• [ASSIGNMENT]
Use the entries below and reproduce exactly the lines from the one containing "(format x=464, y=476)" down to the one containing "(format x=899, y=164)", both of them included.

• [MATERIAL FOR THIS TASK]
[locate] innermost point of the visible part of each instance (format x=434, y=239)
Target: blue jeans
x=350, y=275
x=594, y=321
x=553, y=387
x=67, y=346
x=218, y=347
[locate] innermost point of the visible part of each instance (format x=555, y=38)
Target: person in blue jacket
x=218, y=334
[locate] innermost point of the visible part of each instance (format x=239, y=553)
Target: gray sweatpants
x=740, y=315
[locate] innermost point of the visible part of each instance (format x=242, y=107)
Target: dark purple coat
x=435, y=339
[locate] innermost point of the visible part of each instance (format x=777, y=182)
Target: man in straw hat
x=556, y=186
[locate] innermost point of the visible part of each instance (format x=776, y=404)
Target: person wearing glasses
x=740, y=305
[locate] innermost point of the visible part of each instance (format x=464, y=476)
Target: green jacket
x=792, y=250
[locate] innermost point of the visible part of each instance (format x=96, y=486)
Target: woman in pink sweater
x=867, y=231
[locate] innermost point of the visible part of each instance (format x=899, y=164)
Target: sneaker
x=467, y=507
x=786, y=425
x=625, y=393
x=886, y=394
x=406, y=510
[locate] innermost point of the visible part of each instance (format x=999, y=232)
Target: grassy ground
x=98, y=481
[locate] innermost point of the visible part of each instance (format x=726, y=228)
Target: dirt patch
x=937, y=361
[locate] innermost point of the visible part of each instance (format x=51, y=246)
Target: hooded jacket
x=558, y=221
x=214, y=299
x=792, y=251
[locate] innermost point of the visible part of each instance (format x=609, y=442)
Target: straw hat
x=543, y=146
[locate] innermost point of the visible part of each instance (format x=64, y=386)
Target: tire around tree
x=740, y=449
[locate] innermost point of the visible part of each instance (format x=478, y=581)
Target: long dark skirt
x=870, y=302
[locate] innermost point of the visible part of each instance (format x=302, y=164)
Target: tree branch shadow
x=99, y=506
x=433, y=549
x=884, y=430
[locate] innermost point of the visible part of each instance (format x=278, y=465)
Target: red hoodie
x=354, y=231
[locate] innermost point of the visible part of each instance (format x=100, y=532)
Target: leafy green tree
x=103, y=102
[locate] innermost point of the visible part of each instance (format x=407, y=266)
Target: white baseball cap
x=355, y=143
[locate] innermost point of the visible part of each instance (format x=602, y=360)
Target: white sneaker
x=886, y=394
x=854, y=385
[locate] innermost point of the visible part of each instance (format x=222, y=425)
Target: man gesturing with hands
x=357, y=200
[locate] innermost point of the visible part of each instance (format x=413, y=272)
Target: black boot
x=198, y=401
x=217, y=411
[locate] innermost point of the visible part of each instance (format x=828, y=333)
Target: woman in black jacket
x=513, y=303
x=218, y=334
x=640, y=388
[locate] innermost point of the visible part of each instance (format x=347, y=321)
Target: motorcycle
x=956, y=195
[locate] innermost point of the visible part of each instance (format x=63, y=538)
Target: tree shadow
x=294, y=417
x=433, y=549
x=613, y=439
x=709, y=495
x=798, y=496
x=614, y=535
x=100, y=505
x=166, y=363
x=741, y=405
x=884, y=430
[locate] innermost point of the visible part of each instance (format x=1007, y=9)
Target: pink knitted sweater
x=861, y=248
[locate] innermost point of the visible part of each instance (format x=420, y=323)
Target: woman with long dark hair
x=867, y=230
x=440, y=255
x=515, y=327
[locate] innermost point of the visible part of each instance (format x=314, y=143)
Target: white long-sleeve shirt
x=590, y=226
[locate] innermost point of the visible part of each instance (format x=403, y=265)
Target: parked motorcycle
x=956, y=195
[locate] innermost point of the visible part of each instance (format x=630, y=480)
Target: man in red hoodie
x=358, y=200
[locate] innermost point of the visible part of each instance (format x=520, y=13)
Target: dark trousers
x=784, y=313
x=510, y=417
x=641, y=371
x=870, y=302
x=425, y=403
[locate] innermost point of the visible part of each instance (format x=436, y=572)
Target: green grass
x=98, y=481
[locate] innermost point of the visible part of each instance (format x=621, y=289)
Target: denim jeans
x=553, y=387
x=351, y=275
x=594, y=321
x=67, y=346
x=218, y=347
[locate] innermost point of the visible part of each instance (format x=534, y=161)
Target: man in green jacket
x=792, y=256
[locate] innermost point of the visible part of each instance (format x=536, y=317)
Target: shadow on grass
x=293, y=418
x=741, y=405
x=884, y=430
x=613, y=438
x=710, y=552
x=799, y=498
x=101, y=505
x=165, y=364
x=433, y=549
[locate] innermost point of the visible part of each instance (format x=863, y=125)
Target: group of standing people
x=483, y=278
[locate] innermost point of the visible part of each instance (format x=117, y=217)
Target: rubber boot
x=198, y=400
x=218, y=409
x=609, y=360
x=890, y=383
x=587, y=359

* * *

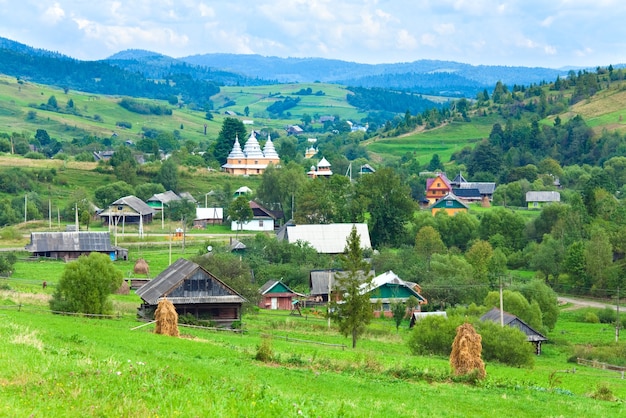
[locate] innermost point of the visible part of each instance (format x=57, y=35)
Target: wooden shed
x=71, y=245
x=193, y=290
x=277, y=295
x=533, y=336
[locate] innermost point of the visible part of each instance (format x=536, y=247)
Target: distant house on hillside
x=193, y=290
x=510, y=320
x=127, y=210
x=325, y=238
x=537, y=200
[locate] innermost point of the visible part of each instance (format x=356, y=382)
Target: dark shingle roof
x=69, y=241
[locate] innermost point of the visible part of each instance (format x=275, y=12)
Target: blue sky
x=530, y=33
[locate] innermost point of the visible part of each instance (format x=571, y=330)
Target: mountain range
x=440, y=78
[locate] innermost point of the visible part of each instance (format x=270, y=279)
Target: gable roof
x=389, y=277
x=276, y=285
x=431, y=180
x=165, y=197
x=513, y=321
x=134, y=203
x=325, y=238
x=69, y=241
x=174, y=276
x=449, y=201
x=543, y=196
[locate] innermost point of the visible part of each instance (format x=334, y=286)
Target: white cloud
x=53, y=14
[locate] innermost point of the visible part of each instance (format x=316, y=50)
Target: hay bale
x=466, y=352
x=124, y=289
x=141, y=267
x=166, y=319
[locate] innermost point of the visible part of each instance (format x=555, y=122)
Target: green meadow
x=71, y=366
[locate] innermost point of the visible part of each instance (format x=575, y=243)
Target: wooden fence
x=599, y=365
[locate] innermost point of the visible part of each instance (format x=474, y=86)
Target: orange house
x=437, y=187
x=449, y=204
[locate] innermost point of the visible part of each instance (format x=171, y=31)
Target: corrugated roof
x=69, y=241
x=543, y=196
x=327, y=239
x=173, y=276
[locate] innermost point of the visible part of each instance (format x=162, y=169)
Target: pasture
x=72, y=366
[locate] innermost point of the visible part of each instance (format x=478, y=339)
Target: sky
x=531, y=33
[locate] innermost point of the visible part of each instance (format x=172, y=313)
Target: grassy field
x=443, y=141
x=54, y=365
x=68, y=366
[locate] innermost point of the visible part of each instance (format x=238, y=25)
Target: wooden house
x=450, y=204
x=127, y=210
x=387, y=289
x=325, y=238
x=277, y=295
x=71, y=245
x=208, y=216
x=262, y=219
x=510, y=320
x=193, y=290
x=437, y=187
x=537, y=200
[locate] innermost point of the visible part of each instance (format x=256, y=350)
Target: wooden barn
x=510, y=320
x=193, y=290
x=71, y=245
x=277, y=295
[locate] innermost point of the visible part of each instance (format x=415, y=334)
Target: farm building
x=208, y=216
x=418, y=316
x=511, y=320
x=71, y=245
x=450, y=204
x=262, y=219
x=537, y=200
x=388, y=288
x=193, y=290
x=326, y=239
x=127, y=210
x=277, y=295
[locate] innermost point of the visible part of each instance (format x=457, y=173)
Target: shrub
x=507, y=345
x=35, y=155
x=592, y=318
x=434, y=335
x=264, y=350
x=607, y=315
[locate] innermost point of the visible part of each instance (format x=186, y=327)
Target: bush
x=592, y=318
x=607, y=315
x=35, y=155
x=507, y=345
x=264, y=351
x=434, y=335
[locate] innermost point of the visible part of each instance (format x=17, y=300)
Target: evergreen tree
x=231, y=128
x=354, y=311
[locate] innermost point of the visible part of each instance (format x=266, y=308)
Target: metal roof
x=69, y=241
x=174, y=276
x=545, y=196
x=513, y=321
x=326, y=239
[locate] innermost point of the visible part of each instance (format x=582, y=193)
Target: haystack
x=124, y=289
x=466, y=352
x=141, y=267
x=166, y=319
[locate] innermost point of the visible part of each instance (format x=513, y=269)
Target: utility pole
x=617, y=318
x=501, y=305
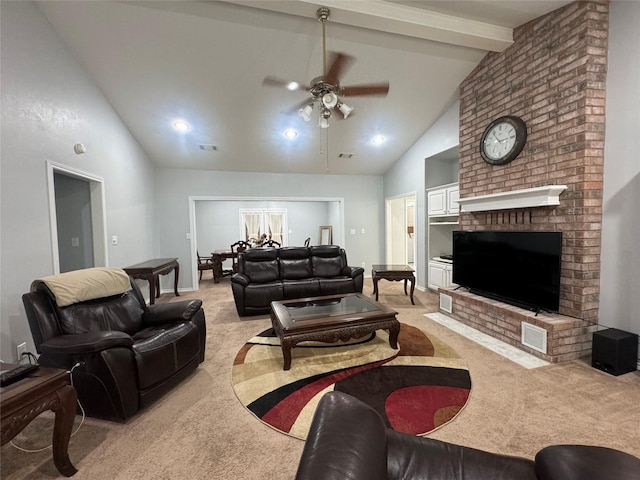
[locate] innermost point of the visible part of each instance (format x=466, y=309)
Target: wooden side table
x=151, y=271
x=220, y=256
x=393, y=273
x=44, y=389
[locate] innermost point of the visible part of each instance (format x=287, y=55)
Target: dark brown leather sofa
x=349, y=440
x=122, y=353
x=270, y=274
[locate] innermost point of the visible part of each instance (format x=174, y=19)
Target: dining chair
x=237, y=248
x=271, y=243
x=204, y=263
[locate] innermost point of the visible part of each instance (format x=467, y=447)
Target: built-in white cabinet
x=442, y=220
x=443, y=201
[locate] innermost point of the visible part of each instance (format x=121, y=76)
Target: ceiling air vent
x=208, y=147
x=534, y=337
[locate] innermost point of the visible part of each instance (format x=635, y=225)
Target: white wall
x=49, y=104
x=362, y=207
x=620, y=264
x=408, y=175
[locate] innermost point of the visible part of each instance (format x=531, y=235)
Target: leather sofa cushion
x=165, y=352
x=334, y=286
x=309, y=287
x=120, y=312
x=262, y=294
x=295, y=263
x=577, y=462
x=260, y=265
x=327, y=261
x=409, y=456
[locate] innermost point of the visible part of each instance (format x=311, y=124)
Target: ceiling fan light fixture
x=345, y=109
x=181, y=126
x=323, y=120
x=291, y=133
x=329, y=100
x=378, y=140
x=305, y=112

• [RESULT OF THIS EXERCISE]
[locate] innermost point of the visible part of each instance (format x=464, y=476)
Target: green jacket
x=792, y=250
[locate] innermost point of the visible part of each instance (format x=96, y=486)
Target: woman in pink sweater
x=867, y=231
[locate] innermost point of the visible part of each instance (format x=899, y=164)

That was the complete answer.